### Given passage
● ● ● ●

Say we have a file `foo.o' and we would like to extract its text
section. We would use elfextractor like:
,----
| $ elfextractor foo.o .text
`----
Provided `foo.o' indeed has a section named `.text', the utility will
create a file `foo.o.text' with the section's contents. Note how the
names of the output files are derived concatenating the name of the
input ELF file and the name of the extracted section.
If no section name is specified, then all sections are extracted. For
example:
,----
| $ elfextractor foo.o
| $ ls foo.o*
| foo.o foo.o.eh_frame foo.o.shstrtab foo.o.symtab
| foo.o.comment foo.o.rela.eh_frame foo.o.strtab foo.o.text
`----
Before writing elfextractor, however, we must first learn a few things
about writing Poke scripts...
Poke scripts
============
In interactive usage, there are two main ways to execute Poke code: at
the interactive prompt (or REPL), and loading "pickles".
Executing Poke code at the REPL is as easy as introducing a statement
or expression:
,----
| (poke) print "Hello\n"

● ● ● ●

### Information supplied
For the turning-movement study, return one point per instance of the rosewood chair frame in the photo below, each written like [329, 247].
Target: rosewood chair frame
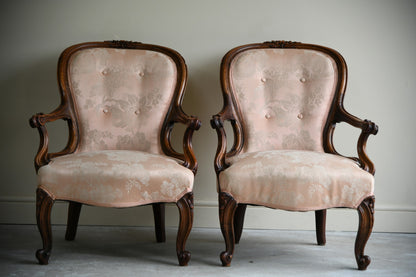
[232, 213]
[67, 112]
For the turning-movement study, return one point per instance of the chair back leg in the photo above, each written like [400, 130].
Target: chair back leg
[320, 222]
[44, 203]
[366, 221]
[186, 215]
[159, 216]
[227, 208]
[74, 210]
[239, 221]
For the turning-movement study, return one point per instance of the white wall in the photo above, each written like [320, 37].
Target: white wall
[377, 39]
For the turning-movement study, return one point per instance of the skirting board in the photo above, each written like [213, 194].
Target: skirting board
[387, 219]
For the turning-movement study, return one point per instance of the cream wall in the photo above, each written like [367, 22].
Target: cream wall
[377, 39]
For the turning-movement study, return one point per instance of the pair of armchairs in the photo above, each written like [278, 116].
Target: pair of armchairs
[122, 99]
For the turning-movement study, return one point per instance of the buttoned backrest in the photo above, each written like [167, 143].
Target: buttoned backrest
[284, 97]
[121, 97]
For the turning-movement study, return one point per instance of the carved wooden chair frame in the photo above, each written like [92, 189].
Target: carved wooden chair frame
[66, 111]
[232, 214]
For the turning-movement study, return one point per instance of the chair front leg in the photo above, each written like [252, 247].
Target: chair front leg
[74, 210]
[239, 221]
[159, 216]
[366, 216]
[44, 203]
[186, 215]
[227, 208]
[320, 222]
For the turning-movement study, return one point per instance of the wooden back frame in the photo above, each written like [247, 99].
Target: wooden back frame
[231, 111]
[66, 110]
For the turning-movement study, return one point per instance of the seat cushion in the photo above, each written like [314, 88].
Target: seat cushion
[296, 180]
[116, 178]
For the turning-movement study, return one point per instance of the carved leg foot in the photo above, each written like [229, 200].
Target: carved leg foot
[74, 210]
[44, 203]
[227, 208]
[239, 221]
[366, 216]
[186, 212]
[320, 222]
[159, 216]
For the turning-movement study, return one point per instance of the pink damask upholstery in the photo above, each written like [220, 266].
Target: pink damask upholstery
[283, 100]
[121, 96]
[116, 178]
[121, 101]
[296, 180]
[284, 96]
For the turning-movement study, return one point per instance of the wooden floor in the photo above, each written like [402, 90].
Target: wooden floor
[132, 251]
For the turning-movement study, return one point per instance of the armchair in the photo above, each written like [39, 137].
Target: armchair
[120, 101]
[284, 100]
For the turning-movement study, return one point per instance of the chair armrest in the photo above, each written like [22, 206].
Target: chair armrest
[217, 123]
[367, 128]
[39, 121]
[188, 156]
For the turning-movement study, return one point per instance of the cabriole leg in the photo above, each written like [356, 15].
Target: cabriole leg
[74, 210]
[320, 222]
[159, 216]
[44, 203]
[366, 221]
[186, 215]
[227, 208]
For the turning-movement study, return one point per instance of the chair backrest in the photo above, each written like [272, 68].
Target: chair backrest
[283, 93]
[122, 93]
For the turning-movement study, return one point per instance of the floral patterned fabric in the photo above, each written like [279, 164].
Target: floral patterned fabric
[296, 180]
[284, 96]
[114, 178]
[122, 97]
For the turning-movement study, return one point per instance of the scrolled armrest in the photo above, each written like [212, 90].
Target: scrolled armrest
[367, 128]
[39, 121]
[193, 124]
[217, 123]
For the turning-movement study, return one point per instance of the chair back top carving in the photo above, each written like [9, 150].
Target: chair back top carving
[124, 95]
[282, 94]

● ● ● ●

Copy the elfextractor text word for word, from start to end. The data plays no part in what follows.

Say we have a file `foo.o' and we would like to extract its text
section. We would use elfextractor like:
,----
| $ elfextractor foo.o .text
`----
Provided `foo.o' indeed has a section named `.text', the utility will
create a file `foo.o.text' with the section's contents. Note how the
names of the output files are derived concatenating the name of the
input ELF file and the name of the extracted section.
If no section name is specified, then all sections are extracted. For
example:
,----
| $ elfextractor foo.o
| $ ls foo.o*
| foo.o foo.o.eh_frame foo.o.shstrtab foo.o.symtab
| foo.o.comment foo.o.rela.eh_frame foo.o.strtab foo.o.text
`----
Before writing elfextractor, however, we must first learn a few things
about writing Poke scripts...
Poke scripts
============
In interactive usage, there are two main ways to execute Poke code: at
the interactive prompt (or REPL), and loading "pickles".
Executing Poke code at the REPL is as easy as introducing a statement
or expression:
,----
| (poke) print "Hello\n"